** begin SELECTED EXCERPT **
Green Building Blog

low cost eco-building

El Valle de Sensaciones, Yátor, Spain June 15, 2010

[Versión en español abajo]

Hidden in a steep-sided valley just south of Yátor in the Alpujarras, Spain, el valle de sensaciones is a marvel of art, invention and gorgeous eco-buildings. It’s original intension was to to be a cultural centre and to create an ‘artistic sustainable paradise’. This is no eco-village nor eco-community and there are very few residents. Achim, the founder, runs a broad variety of courses and workshops on practical eco-building skills (among other things) for which people travel far and wide. It is very much an experimental space – where knowledge is shared and new ideas are tested in practice.

 

The communal space and table and chairs

The most striking thing upon arrival are the aesthetics and creativity of every building and created object. Beautiful wooden sculptures abound, a carefully mosaiced solar cooker sits majestically alongside sets of chairs and tables made from small branches woven together and there is an elaborate metal construction of a pedal-powered washing-machine.
** end SELECTED EXCERPT **
** begin THE DATA **
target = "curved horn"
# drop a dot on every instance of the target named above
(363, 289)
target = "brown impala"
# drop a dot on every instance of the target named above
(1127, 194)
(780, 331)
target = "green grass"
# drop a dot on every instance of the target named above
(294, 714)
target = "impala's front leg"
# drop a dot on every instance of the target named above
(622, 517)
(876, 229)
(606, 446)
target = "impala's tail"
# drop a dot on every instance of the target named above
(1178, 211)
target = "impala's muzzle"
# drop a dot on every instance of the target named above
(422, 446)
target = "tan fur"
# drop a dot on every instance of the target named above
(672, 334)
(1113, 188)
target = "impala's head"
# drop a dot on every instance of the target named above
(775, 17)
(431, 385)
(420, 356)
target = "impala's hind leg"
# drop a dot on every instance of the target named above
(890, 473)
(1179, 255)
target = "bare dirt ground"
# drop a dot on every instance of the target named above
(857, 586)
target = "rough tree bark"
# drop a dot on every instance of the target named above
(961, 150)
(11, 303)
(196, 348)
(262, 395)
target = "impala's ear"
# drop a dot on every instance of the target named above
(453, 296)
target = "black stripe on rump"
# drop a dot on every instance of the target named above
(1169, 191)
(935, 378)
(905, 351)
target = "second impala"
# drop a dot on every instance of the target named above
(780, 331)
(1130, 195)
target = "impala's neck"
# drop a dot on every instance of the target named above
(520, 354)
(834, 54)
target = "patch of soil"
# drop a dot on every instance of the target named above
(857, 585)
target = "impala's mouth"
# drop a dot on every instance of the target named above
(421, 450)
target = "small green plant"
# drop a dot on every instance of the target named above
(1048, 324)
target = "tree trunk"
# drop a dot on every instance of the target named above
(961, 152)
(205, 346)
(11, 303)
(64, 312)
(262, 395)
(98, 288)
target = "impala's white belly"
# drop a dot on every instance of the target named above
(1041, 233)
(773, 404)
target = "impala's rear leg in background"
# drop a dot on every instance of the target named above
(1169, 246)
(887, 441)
** end THE DATA **
_WRITTEN INSTRUCTION A:_
What is the elaborate metal construction mentioned in the blog post about El Valle de Sensaciones?
_WRITTEN INSTRUCTION B:_
Render the entries as a Markdown table with the columns Row and Line, starting at the line that contains "rear leg in" and continuing through the last line of the entries, both included. Give each row a number and omit any blank lines.
The entries bear no relation to the text.

_RESULT A:_
A pedal-powered washing machine.

_RESULT B:_
| Row | Line |
|---|---|
| 1 | target = "impala's rear leg in background" |
| 2 | # drop a dot on every instance of the target named above |
| 3 | (1169, 246) |
| 4 | (887, 441) |